Retype, word for word, the line holding "the white bridge" and each line after it down to the end of the data; pictures are not copied.

Start of ENTRIES SHOWN

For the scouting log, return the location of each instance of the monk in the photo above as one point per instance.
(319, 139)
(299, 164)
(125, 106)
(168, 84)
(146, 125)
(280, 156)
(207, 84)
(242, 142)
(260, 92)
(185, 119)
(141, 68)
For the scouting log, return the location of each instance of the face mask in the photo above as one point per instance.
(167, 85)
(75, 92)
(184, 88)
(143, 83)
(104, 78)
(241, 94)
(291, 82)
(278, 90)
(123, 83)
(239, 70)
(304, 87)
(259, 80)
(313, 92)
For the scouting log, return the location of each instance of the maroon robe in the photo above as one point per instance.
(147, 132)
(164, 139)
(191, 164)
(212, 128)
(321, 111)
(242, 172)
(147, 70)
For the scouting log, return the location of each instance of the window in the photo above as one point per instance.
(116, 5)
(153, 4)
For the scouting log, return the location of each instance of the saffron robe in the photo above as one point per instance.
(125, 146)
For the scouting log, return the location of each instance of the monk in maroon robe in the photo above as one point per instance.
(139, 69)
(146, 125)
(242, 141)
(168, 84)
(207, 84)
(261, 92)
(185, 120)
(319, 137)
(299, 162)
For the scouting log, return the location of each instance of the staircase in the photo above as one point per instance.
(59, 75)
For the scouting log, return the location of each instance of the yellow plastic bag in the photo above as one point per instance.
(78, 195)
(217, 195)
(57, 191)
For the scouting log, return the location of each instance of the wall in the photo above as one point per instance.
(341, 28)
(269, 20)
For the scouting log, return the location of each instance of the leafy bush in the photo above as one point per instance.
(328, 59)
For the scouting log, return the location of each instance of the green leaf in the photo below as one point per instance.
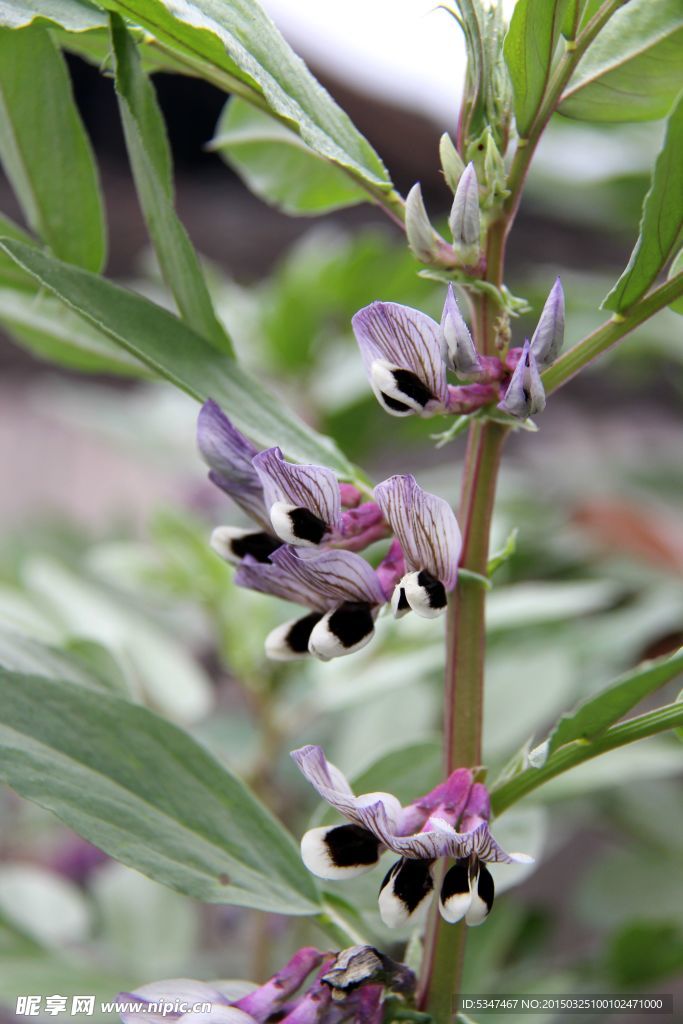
(172, 349)
(151, 162)
(660, 223)
(52, 331)
(278, 166)
(45, 151)
(74, 15)
(148, 795)
(529, 48)
(632, 72)
(240, 40)
(9, 271)
(676, 268)
(595, 715)
(20, 653)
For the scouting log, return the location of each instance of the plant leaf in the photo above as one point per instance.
(52, 331)
(660, 223)
(172, 349)
(240, 40)
(595, 715)
(676, 268)
(151, 162)
(74, 15)
(45, 151)
(278, 166)
(148, 795)
(632, 72)
(529, 47)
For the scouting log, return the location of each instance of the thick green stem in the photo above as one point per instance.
(669, 717)
(444, 944)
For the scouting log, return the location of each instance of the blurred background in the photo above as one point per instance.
(105, 513)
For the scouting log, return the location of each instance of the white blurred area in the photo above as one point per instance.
(407, 51)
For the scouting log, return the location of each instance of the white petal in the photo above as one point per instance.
(285, 643)
(221, 542)
(282, 517)
(384, 385)
(420, 597)
(342, 632)
(318, 855)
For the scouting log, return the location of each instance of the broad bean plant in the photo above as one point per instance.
(351, 554)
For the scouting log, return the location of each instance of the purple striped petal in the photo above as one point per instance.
(479, 842)
(425, 525)
(312, 487)
(333, 785)
(459, 348)
(332, 576)
(392, 337)
(228, 454)
(549, 335)
(279, 582)
(426, 845)
(525, 394)
(263, 1001)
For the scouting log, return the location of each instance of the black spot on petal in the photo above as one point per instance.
(299, 635)
(433, 588)
(350, 623)
(349, 846)
(412, 882)
(411, 385)
(485, 887)
(306, 525)
(398, 407)
(259, 545)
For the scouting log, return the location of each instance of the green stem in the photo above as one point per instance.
(609, 333)
(444, 944)
(559, 79)
(669, 717)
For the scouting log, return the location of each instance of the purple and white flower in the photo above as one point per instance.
(305, 505)
(450, 821)
(401, 352)
(302, 505)
(430, 540)
(341, 590)
(228, 455)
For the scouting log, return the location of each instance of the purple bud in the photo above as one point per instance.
(524, 395)
(464, 219)
(265, 1000)
(549, 334)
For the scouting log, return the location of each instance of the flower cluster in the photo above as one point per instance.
(348, 986)
(308, 529)
(452, 821)
(407, 356)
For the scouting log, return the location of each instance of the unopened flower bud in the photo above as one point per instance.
(452, 163)
(525, 394)
(459, 349)
(422, 239)
(494, 172)
(549, 334)
(464, 220)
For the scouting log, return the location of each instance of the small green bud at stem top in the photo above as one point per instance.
(452, 163)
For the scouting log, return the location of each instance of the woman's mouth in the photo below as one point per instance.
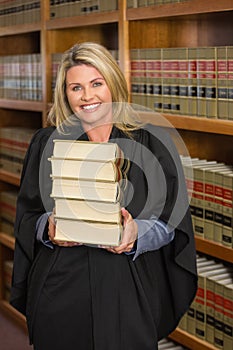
(91, 107)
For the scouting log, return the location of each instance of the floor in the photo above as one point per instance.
(12, 336)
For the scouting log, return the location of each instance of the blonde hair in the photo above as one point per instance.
(99, 57)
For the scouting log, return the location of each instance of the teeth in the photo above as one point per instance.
(90, 106)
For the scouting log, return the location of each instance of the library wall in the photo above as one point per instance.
(177, 57)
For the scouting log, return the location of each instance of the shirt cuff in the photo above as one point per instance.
(152, 235)
(41, 225)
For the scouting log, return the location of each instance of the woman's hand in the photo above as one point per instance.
(130, 234)
(51, 234)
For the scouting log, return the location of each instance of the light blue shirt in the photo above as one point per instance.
(152, 234)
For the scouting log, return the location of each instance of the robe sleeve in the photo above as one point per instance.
(29, 208)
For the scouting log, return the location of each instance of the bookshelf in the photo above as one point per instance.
(182, 24)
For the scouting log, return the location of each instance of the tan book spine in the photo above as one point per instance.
(222, 83)
(227, 234)
(210, 303)
(192, 81)
(211, 83)
(201, 81)
(228, 316)
(230, 80)
(219, 309)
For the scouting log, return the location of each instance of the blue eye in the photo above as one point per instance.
(76, 88)
(98, 83)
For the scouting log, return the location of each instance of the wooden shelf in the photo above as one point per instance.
(10, 178)
(216, 126)
(7, 240)
(25, 105)
(214, 249)
(190, 341)
(20, 29)
(196, 7)
(84, 20)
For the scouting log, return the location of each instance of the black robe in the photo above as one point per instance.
(85, 297)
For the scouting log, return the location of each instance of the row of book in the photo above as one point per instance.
(210, 316)
(210, 186)
(14, 12)
(14, 142)
(145, 3)
(21, 77)
(194, 81)
(67, 8)
(87, 187)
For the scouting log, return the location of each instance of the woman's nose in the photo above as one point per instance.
(87, 95)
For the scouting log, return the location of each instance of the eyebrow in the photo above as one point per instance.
(92, 81)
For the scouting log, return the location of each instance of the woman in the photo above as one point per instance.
(111, 298)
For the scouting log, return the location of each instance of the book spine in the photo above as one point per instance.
(230, 80)
(228, 317)
(222, 83)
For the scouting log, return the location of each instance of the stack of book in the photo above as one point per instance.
(87, 187)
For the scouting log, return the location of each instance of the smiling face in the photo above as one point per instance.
(89, 96)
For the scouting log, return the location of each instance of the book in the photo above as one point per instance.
(227, 230)
(228, 316)
(88, 210)
(210, 303)
(86, 170)
(90, 190)
(89, 150)
(87, 232)
(219, 311)
(87, 191)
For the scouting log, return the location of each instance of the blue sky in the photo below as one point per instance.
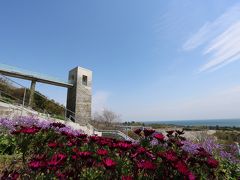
(151, 60)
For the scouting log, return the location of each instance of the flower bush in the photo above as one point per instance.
(53, 151)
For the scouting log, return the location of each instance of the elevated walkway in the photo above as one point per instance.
(32, 76)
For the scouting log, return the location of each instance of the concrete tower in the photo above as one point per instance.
(79, 96)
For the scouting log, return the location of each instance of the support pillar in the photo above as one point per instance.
(32, 90)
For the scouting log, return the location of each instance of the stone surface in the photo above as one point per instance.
(79, 96)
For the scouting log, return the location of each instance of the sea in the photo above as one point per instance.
(212, 122)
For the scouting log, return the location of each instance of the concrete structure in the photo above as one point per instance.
(79, 85)
(79, 96)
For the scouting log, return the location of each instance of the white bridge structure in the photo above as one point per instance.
(79, 97)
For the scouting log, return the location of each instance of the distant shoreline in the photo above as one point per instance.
(212, 122)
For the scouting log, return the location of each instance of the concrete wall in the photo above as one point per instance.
(79, 96)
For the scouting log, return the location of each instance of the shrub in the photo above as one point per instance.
(55, 151)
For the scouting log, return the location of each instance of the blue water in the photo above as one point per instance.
(215, 122)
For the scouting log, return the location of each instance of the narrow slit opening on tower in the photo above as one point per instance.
(84, 80)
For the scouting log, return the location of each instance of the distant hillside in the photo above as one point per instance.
(14, 95)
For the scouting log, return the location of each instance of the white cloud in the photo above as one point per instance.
(221, 39)
(224, 104)
(99, 101)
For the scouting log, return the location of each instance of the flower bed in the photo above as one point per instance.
(52, 150)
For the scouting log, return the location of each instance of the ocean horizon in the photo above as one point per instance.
(209, 122)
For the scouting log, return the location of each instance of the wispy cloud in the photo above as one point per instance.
(220, 40)
(99, 101)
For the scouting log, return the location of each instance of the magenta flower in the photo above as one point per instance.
(102, 152)
(212, 163)
(148, 132)
(159, 137)
(144, 164)
(109, 163)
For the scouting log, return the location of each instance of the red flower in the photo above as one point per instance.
(191, 176)
(27, 130)
(124, 145)
(212, 163)
(15, 175)
(170, 155)
(170, 132)
(82, 136)
(57, 159)
(144, 164)
(140, 150)
(52, 144)
(70, 143)
(57, 124)
(202, 152)
(182, 168)
(159, 136)
(138, 131)
(109, 163)
(148, 132)
(36, 164)
(74, 157)
(127, 178)
(179, 132)
(102, 152)
(84, 154)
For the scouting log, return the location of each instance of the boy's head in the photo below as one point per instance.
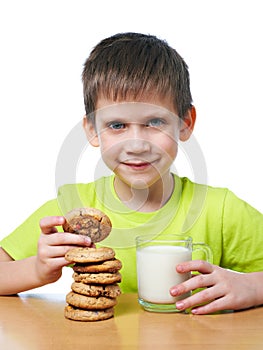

End of ENTRIES SHOWN

* OUTPUT OF THE EXERCISE *
For the scouting log, return the location of each instance of the white bridge structure in the photo above as one point per instance.
(79, 97)
For the scouting log, return the location of each instance of the distant shoreline in the photo above as one point per instance.
(212, 122)
For the scouting log, return the location of each instance of the concrete wall in the photo above as one point per instance.
(79, 96)
For the scouting log, return the location of each instance of the shrub in the photo above as one point per instance.
(55, 151)
For the scouting log, return the location of each instance of the blue water in the photo above as one point per instance.
(215, 122)
For the scouting log, return the location of each instance of the narrow slit opening on tower in the photo above as one point per instance.
(84, 80)
For the scouting log, return the location of each instance of the distant hillside in the photo above as one point per instance.
(14, 95)
For the scouting log, return the location of each instance of the white cloud in the photo above as one point per instance.
(221, 39)
(224, 104)
(99, 101)
For the scouting log, return the location of each instance of the flower bed in the photo above as one point per instance.
(52, 150)
For the scouting log, return the location of each instance of the ocean horizon in the photo above as one point per instance.
(209, 122)
For the scouting log, return the location of each instance of the wispy cloud in the photo above as one point per instance.
(220, 40)
(99, 101)
For the scouting log, return the location of each instance of the magenta flower in the photo above as one point per instance.
(102, 152)
(212, 163)
(148, 132)
(159, 137)
(144, 164)
(109, 163)
For the scouting log, return the location of each instance of the red flower in the photo above as one point per instance.
(191, 176)
(27, 130)
(124, 145)
(212, 163)
(15, 175)
(170, 155)
(170, 132)
(82, 136)
(57, 159)
(144, 164)
(140, 150)
(52, 144)
(70, 143)
(57, 124)
(202, 152)
(182, 168)
(159, 136)
(138, 131)
(109, 163)
(148, 132)
(36, 164)
(74, 157)
(127, 178)
(179, 132)
(102, 152)
(84, 154)
For the scouting log, return the location of each instance of the boy's head in the photo below as one point per instance.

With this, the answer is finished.